審判書の13頁以下では、世界保健機構(WHO)、国連人権高等弁務官、日本学術会議、GID学会らの状況を無批判に記載している。申立人側の主張そのままであろう。逆にこの数年間の先行した国々では女性スぺースでの事件など大きく混乱していること、イギリスが正常化に舵を切ったこと、米国では州により大きく方向性が異なり混乱していること、国際水泳連盟や世界陸連で女子スポーツ選手権の参加資格につき、大きく変更したことなどを知らないからか、検討しないままの決定であることが明確になっている。
審判書の15頁では、この6月の「性的指向及びジェンダーアイデンティティの多様性に関する国民の理解の増進に関する法律」(以下「理解増進法」という。)の成立をもって、家庭裁判所の当該判断を含めて理解されていくがごとく記載している。
しかし、理解増進法は「性の多様性」についての理解の増進であって、「性別が多様である」とかその理解の増進の趣旨は一切示されていない。成立した法案を企図した議員らにあって、特例法の手術要件が理解増進法の趣旨からすると抵触するかもしれないとかも検討を要するといった説明も議論も一切ない。理解増進法は、特例法と矛盾しないものとして成立したのである。したがって、御庁のこの考え方は、理解増進法の趣旨を誤解または歪曲しているものと言う外はない。

_問題文 1_.
記事によれば、審判書は何頁で理解増進法の成立に触れているか答えなさい。
記事と一覧は互いに関係のない別個の資料である。

点注釈の一覧:
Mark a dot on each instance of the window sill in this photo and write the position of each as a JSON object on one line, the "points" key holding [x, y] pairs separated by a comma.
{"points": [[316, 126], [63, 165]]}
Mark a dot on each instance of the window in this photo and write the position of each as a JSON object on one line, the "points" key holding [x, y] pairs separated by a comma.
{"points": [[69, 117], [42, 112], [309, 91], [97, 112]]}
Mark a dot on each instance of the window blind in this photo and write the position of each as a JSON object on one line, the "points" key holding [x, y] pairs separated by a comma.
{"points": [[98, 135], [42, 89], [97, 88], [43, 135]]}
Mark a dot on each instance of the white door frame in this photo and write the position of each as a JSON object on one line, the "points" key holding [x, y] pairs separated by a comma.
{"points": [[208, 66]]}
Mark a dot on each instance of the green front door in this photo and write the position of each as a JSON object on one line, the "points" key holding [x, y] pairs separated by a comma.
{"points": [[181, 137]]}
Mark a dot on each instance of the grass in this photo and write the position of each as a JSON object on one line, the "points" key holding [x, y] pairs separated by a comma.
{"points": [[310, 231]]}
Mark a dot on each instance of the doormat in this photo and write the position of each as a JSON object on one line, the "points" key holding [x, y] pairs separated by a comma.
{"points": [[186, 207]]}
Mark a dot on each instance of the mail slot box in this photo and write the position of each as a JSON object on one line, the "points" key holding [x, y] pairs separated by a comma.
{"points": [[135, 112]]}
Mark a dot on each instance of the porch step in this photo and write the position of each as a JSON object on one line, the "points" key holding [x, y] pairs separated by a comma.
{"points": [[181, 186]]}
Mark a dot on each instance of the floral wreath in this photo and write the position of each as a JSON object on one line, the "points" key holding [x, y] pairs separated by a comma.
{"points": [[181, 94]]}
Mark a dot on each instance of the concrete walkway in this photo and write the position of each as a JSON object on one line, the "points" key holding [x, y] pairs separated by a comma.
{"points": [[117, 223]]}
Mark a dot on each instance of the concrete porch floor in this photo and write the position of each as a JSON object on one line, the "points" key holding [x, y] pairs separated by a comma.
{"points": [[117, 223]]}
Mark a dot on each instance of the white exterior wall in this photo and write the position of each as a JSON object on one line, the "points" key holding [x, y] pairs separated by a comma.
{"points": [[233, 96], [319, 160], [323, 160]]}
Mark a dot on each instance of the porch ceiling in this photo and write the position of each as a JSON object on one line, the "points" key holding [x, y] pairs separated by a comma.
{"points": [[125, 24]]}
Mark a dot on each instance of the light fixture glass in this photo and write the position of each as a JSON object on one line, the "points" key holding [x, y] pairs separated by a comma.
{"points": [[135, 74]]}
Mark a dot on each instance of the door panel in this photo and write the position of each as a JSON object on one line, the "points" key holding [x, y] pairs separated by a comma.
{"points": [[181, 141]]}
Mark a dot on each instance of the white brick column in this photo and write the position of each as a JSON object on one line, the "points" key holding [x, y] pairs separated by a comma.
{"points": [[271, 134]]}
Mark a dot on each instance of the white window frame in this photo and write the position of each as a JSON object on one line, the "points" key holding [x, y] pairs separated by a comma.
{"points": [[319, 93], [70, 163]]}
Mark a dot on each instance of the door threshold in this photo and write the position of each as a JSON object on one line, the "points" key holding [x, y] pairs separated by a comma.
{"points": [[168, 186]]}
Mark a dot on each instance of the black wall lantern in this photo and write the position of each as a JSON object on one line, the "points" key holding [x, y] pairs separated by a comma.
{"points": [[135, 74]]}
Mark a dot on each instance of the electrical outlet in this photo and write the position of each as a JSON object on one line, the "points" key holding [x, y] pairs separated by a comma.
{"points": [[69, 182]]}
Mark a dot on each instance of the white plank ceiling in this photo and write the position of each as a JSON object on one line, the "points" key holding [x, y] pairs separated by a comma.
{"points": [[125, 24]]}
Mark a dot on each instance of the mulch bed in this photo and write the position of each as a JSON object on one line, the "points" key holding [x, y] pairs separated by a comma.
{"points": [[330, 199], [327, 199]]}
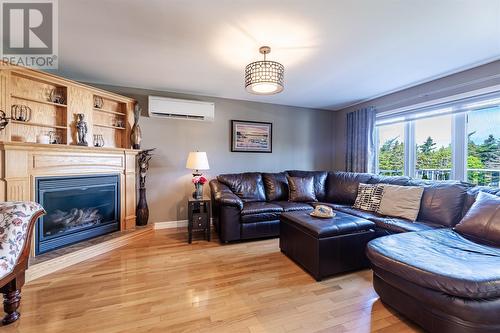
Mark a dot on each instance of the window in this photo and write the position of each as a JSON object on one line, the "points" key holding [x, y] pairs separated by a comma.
{"points": [[433, 148], [455, 140], [391, 151], [483, 147]]}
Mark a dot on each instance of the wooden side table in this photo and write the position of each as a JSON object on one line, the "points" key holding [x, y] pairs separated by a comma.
{"points": [[198, 217]]}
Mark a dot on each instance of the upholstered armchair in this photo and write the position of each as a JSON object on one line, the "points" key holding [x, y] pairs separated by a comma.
{"points": [[17, 220]]}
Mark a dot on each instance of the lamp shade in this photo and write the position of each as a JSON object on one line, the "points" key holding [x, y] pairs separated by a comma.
{"points": [[264, 77], [197, 160]]}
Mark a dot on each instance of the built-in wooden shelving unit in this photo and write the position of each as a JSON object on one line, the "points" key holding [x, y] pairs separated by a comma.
{"points": [[38, 101], [23, 87], [30, 123], [110, 126]]}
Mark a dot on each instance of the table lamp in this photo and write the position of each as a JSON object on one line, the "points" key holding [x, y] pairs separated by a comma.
{"points": [[197, 160]]}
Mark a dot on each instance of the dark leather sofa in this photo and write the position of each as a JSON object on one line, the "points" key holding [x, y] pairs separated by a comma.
{"points": [[248, 205], [443, 280]]}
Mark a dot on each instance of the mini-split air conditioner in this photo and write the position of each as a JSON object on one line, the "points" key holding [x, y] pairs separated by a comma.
{"points": [[174, 108]]}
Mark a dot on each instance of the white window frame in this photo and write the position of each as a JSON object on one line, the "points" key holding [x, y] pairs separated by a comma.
{"points": [[459, 142]]}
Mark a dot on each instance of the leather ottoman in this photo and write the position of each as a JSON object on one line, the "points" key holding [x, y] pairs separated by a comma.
{"points": [[325, 247]]}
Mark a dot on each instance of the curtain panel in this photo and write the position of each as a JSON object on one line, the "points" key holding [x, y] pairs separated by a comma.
{"points": [[361, 150]]}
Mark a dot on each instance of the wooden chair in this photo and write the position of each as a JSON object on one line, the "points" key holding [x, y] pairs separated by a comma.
{"points": [[17, 220]]}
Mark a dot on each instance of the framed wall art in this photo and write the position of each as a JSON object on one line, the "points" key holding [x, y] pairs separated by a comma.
{"points": [[251, 136]]}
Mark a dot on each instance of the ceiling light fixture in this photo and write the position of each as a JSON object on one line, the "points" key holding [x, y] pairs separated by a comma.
{"points": [[264, 77]]}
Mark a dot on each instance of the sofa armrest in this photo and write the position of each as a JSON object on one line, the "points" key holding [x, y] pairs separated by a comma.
{"points": [[224, 196]]}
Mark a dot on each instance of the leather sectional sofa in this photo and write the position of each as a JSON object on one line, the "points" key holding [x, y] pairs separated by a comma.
{"points": [[443, 280], [248, 205]]}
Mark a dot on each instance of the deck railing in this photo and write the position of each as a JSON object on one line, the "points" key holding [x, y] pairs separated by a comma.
{"points": [[485, 177]]}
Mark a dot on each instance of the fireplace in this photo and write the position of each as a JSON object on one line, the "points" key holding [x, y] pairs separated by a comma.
{"points": [[78, 208]]}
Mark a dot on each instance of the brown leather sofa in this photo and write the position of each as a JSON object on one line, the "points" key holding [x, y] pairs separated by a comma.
{"points": [[441, 279], [248, 205]]}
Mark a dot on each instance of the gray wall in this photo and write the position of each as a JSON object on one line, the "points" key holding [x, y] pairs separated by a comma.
{"points": [[302, 139], [469, 80]]}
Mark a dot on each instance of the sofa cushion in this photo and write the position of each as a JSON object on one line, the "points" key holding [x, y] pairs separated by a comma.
{"points": [[482, 221], [440, 260], [400, 201], [276, 186], [342, 187], [398, 225], [260, 211], [301, 189], [248, 186], [472, 192], [442, 202], [355, 212], [319, 181], [289, 206], [369, 197], [391, 224]]}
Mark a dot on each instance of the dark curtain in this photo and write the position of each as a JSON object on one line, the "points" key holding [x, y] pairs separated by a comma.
{"points": [[361, 150]]}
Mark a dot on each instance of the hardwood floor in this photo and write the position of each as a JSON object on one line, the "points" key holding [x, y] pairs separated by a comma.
{"points": [[159, 283]]}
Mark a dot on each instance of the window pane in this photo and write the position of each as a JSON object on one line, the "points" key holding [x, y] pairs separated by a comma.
{"points": [[391, 151], [433, 140], [483, 160]]}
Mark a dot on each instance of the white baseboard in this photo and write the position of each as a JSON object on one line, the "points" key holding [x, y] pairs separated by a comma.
{"points": [[170, 224]]}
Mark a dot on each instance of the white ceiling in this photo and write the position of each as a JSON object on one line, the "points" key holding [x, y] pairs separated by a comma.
{"points": [[336, 53]]}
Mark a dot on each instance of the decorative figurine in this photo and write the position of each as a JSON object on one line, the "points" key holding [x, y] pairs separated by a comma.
{"points": [[21, 112], [57, 96], [136, 135], [81, 127], [54, 138], [98, 140], [3, 120], [142, 211]]}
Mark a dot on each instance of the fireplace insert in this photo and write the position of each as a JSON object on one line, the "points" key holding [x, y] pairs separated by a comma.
{"points": [[78, 208]]}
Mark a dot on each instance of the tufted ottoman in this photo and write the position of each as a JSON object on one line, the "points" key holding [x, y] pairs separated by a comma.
{"points": [[17, 220], [325, 247], [439, 279]]}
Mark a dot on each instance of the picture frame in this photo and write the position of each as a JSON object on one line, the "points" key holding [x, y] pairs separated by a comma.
{"points": [[251, 136]]}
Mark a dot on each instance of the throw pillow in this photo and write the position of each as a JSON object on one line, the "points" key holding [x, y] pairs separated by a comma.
{"points": [[301, 189], [401, 201], [276, 186], [369, 197], [483, 218]]}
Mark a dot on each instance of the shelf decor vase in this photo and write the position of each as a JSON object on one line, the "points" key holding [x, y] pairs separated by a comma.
{"points": [[142, 210]]}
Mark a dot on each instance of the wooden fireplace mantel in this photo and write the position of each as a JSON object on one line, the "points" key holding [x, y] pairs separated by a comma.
{"points": [[22, 163]]}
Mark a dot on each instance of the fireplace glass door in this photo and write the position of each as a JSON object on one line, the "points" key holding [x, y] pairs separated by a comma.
{"points": [[78, 208]]}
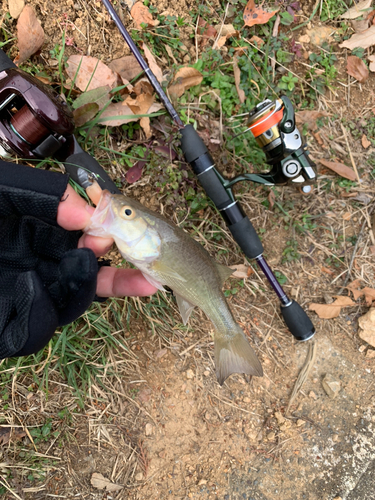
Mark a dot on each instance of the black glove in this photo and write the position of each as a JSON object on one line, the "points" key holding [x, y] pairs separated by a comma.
{"points": [[45, 281]]}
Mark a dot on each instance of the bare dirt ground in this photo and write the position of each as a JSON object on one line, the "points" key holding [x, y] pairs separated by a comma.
{"points": [[163, 428]]}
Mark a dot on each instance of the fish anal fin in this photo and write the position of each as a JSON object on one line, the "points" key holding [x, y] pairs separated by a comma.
{"points": [[163, 269], [184, 307], [235, 355], [224, 272]]}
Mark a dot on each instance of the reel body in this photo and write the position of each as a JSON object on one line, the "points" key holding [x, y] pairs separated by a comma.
{"points": [[273, 125], [34, 120]]}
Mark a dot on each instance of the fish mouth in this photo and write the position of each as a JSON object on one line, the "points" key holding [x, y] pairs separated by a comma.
{"points": [[102, 218]]}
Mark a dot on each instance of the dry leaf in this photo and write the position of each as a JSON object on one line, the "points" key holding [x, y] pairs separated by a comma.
{"points": [[101, 483], [360, 25], [100, 96], [30, 34], [85, 113], [141, 15], [153, 64], [254, 14], [16, 7], [241, 271], [227, 31], [372, 63], [319, 34], [90, 73], [357, 69], [357, 10], [365, 142], [127, 67], [237, 80], [367, 325], [117, 113], [340, 169], [185, 78], [309, 118], [365, 39], [329, 311]]}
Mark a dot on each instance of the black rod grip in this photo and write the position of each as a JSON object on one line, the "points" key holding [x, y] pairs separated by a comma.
{"points": [[246, 237], [5, 62], [79, 165], [298, 322]]}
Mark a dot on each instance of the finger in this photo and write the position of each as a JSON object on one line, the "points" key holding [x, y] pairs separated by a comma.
{"points": [[100, 246], [73, 212], [114, 282]]}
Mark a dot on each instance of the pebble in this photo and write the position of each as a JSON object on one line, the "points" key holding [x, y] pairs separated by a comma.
{"points": [[331, 386]]}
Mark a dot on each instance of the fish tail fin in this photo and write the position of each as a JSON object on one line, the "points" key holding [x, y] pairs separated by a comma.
{"points": [[234, 354]]}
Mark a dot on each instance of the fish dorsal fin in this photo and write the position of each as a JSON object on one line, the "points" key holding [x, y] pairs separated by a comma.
{"points": [[154, 282], [224, 272], [184, 307], [164, 270]]}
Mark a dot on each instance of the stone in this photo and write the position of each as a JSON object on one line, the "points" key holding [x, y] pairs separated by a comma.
{"points": [[367, 327], [331, 386]]}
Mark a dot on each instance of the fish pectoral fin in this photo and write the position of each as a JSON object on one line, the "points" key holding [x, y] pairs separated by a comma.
{"points": [[166, 271], [153, 282], [234, 354], [224, 272], [184, 307]]}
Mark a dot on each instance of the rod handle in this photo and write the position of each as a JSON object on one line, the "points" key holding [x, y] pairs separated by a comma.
{"points": [[297, 321]]}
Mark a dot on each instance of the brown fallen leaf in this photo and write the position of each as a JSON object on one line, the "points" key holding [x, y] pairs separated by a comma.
{"points": [[364, 39], [357, 10], [90, 73], [367, 327], [372, 63], [30, 34], [255, 14], [319, 34], [309, 118], [185, 78], [365, 142], [85, 113], [357, 69], [241, 271], [102, 483], [340, 169], [141, 15], [117, 113], [127, 67], [237, 80], [227, 31], [16, 7], [153, 64], [329, 311]]}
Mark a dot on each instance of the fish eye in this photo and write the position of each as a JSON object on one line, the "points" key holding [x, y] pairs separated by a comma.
{"points": [[127, 213]]}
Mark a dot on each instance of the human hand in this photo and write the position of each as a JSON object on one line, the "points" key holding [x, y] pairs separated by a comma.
{"points": [[74, 214]]}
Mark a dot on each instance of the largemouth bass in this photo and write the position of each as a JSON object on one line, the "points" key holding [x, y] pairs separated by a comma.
{"points": [[168, 256]]}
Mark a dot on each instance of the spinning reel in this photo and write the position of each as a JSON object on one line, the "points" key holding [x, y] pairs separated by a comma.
{"points": [[272, 123]]}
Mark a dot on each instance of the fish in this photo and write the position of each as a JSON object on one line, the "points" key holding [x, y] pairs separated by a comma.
{"points": [[168, 256]]}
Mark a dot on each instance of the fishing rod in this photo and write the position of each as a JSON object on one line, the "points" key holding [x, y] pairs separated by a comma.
{"points": [[273, 126]]}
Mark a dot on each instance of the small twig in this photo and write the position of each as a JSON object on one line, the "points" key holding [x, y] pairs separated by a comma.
{"points": [[350, 152], [304, 373]]}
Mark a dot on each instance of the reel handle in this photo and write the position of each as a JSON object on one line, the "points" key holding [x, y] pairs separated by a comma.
{"points": [[5, 62]]}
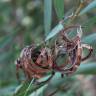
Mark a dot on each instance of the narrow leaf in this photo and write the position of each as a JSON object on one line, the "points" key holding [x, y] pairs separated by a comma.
{"points": [[59, 8], [89, 7], [90, 38], [47, 15], [54, 31], [87, 68]]}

_問題文 2_.
一覧から、文字列「wooden」を含む行をすべて抜き出して返しなさい。

_完全な解答 1_.
15頁である。

_完全な解答 2_.
Mark a dot on each instance of the wooden side table in this photo and write the position of each as a JSON object on one line, the "points" key holding [x, y] pairs separated by a comma.
Mark a dot on each instance of the built-in wooden shelving unit in this photo and write the position of each as a JSON object on one line, the "points" key holding [x, y] pairs separated by a comma.
Mark a dot on each instance of the wooden chair in this photo and write the position of each as a JSON object on one line, the "points" key holding [x, y] pairs separated by a comma.
Mark a dot on each instance of the wooden fireplace mantel in this photo and write the position of each as a JSON object on one line, the "points" key holding [x, y] pairs separated by a comma.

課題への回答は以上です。